目標 1:
若者の自殺をめぐる文章のうち、「最近はあまり聞かなくなったが」から「なんて、たいしたことはない。」までの部分を、両端を含めてそのまま出力してください。

ページ本文:

:::::

Watanabe Misato “Sakura No Hana Ga Sakukoro”(1988)

 最近はあまり聞かなくなったが、「自殺サイト」で知り合った若者同士が七輪を使って集団自殺したという報道がよくあった。彼らはなぜ死にたかったのだろう。中高年の自殺の理由はある程度特定できるが、若者の自殺の理由はなかなかむずかしい。

 中学から高校にかけて、夭折願望をもっていた。「大人」はおぞましく汚らしく見えて、自分がそうなることを許せなかった。しかし、夭折願望は願望でしかなく、自殺未遂さえ経験のない私は、実はこうも考えていた。二十歳を過ぎたら汚れていく自分を笑いながら見て生きよう、なんてネ。実際いい歳になってみると、それほどおぞましくも汚くもないし、思ったほど成長するわけでもない。「大人」なんて、たいしたことはない。

 高校時代、高野悦子の『二十歳の原点』を読んだ。今は手元にない。私にはよくあることだが、誰かにあげてしまった。たしか、学生運動に敗れて(?)死を選んだ女性の日記だった。人間は誰でも矛盾や対立を抱えている。そんな矛盾や対立が社会の反映だという視点。社会を変えなければ、自分が抱えている矛盾や対立は解消しない。後から考えれば、マルクス主義的な一種の反映論なのだが、そんなことより感銘を受けたのはその純粋さ・無垢さだった。

:::::

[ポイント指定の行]
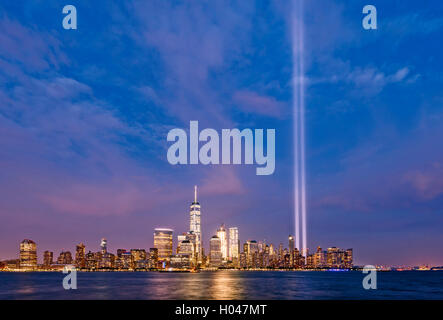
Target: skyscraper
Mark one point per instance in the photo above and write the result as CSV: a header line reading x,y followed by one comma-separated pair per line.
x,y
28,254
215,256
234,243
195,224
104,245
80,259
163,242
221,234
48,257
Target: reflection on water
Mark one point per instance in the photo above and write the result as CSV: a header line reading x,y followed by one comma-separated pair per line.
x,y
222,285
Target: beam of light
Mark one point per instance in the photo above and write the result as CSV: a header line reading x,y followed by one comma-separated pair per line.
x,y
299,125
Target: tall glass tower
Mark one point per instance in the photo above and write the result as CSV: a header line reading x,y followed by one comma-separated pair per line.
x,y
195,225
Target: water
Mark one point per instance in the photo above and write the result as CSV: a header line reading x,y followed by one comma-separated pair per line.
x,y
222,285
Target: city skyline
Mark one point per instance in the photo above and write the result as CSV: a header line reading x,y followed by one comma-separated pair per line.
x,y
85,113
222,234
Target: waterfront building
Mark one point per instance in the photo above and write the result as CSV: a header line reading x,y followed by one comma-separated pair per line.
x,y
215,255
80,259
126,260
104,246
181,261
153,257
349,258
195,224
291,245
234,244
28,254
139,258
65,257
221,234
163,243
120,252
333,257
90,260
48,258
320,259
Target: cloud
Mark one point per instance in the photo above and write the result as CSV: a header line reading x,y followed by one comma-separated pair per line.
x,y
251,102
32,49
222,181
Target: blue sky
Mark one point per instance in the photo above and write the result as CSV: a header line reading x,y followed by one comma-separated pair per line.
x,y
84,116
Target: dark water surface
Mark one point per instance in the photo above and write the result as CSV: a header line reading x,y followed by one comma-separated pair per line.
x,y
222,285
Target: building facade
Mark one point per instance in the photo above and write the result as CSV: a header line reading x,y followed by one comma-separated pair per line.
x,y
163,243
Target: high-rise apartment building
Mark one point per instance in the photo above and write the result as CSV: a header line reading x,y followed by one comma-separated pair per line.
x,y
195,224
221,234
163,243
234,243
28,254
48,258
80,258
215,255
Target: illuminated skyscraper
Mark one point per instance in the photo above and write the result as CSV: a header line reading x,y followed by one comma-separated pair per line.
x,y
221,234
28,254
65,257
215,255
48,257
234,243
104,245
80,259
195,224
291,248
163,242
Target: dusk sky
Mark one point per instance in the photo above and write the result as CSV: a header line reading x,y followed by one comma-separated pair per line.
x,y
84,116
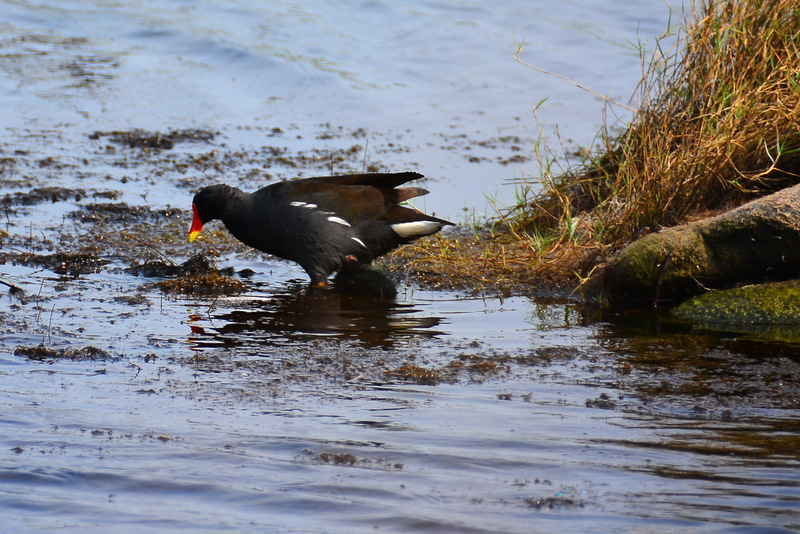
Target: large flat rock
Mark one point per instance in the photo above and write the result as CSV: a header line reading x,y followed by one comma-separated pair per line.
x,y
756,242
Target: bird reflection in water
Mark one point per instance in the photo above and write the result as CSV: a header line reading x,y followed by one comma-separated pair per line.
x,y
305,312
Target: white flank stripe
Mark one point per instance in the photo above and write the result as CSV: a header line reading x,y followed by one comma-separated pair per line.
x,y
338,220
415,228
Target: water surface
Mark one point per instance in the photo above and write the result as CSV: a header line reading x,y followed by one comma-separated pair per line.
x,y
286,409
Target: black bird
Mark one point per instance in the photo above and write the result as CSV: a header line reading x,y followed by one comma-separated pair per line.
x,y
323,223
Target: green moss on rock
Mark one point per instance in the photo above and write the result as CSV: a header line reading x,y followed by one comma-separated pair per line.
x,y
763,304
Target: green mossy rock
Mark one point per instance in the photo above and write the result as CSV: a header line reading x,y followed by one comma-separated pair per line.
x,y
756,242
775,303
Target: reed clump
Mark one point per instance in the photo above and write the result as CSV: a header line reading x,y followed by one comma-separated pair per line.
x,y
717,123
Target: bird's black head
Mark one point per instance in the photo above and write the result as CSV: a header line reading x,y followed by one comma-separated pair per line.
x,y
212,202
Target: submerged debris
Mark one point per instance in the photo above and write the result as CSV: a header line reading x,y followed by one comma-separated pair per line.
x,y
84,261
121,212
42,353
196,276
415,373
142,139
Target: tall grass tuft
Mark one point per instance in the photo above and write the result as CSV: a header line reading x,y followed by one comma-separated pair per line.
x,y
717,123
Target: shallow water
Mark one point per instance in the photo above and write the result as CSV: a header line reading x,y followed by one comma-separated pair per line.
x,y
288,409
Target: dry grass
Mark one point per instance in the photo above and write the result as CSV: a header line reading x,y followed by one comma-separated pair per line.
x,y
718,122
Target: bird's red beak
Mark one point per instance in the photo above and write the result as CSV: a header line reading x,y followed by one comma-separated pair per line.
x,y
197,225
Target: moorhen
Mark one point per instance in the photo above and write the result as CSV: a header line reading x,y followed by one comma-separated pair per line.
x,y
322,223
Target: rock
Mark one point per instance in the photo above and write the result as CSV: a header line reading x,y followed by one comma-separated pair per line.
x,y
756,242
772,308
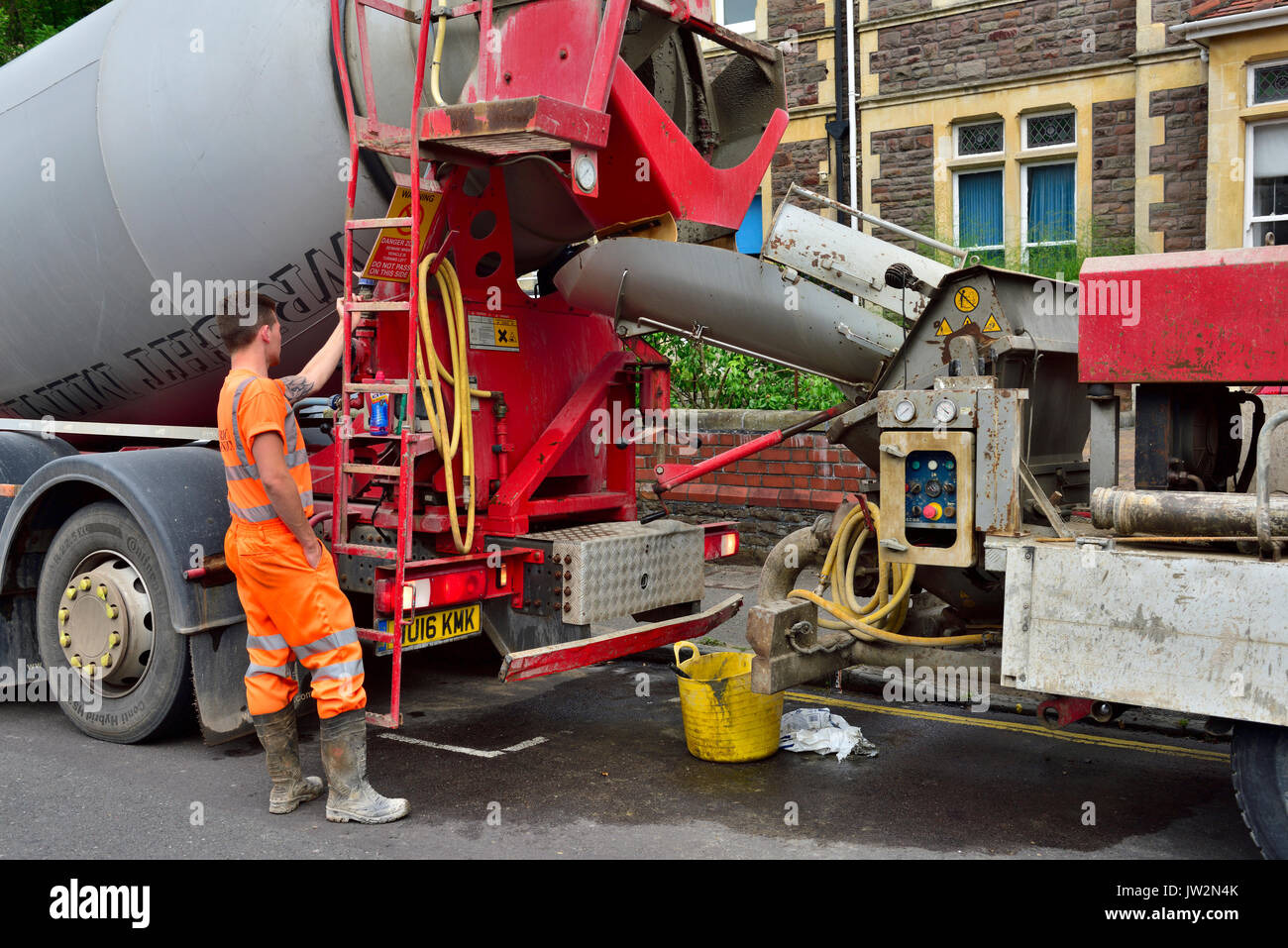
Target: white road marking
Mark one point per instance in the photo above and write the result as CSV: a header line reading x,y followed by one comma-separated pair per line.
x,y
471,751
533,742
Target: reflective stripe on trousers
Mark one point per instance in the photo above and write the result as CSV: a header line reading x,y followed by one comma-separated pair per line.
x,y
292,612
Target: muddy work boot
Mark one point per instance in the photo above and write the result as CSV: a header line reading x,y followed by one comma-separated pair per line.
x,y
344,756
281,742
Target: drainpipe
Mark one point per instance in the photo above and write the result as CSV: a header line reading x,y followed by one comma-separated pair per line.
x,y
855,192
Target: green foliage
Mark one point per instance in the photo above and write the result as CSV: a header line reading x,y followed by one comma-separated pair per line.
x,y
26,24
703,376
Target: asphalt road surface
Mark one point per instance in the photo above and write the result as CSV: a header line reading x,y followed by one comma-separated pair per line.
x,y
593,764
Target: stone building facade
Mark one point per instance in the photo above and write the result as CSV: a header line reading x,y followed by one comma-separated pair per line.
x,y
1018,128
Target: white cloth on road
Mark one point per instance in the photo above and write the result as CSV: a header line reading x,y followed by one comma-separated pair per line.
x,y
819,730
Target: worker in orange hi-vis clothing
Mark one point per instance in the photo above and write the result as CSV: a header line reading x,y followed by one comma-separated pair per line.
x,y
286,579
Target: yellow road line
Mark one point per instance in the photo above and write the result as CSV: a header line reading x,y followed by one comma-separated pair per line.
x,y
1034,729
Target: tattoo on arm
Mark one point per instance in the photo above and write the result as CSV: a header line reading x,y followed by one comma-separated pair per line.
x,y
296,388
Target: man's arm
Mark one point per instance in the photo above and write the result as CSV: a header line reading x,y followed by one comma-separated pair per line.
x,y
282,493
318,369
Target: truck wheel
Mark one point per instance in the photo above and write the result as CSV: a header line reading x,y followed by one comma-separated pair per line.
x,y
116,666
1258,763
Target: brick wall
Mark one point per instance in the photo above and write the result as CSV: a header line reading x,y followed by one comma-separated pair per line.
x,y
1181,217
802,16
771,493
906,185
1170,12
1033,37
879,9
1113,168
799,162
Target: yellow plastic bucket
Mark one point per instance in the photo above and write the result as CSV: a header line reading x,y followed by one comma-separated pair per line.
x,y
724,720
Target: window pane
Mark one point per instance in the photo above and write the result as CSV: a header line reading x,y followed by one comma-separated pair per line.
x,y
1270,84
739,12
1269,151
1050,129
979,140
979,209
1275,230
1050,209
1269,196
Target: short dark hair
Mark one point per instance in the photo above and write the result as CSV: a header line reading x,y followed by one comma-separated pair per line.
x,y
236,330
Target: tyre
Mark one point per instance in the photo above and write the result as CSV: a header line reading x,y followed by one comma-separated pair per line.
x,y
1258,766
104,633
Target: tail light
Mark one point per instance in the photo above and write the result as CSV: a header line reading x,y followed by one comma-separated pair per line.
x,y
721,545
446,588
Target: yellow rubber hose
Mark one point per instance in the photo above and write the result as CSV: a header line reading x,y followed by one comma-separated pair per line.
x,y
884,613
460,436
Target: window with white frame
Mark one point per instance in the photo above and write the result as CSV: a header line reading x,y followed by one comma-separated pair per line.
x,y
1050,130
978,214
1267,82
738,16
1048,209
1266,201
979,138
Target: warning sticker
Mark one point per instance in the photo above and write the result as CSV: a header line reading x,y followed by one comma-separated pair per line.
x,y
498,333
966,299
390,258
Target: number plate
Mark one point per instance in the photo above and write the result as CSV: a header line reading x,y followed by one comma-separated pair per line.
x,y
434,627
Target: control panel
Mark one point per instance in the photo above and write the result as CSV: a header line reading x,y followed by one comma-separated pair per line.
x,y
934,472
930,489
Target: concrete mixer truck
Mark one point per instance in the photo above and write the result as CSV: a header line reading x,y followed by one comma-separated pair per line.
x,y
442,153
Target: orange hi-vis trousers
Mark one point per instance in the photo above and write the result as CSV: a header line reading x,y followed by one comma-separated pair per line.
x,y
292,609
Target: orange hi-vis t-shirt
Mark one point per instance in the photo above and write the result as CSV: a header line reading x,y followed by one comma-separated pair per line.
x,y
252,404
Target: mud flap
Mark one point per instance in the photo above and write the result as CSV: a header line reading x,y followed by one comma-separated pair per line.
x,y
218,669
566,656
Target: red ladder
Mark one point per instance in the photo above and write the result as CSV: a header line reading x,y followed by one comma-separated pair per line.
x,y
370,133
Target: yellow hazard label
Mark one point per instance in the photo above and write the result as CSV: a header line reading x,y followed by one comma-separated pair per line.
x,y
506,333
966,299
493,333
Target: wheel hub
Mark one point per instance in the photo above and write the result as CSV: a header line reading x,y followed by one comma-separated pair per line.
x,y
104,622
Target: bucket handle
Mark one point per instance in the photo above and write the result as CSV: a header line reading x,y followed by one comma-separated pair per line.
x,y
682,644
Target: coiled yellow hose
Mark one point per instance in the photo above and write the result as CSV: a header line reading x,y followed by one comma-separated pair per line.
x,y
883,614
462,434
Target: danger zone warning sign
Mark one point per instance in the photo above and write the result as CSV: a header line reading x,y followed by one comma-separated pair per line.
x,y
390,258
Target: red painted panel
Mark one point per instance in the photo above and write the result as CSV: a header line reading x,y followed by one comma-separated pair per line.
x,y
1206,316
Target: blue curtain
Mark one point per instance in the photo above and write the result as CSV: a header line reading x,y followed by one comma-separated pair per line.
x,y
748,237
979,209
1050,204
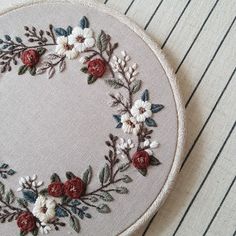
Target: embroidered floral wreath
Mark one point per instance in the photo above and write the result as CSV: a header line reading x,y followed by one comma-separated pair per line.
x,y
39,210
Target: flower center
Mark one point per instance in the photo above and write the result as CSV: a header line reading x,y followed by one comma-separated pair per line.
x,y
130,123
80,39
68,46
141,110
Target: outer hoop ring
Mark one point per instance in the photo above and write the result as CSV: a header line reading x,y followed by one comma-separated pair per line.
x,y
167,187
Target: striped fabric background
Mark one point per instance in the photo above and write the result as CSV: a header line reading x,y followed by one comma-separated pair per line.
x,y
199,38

:::::

目標 2:
上の行のうち、文字列「panel」を含む行をすべて抽出してください。

正しい出力 1:
最近はあまり聞かなくなったが、「自殺サイト」で知り合った若者同士が七輪を使って集団自殺したという報道がよくあった。彼らはなぜ死にたかったのだろう。中高年の自殺の理由はある程度特定できるが、若者の自殺の理由はなかなかむずかしい。

 中学から高校にかけて、夭折願望をもっていた。「大人」はおぞましく汚らしく見えて、自分がそうなることを許せなかった。しかし、夭折願望は願望でしかなく、自殺未遂さえ経験のない私は、実はこうも考えていた。二十歳を過ぎたら汚れていく自分を笑いながら見て生きよう、なんてネ。実際いい歳になってみると、それほどおぞましくも汚くもないし、思ったほど成長するわけでもない。「大人」なんて、たいしたことはない。

正しい出力 2:
Target: control panel
Target: red painted panel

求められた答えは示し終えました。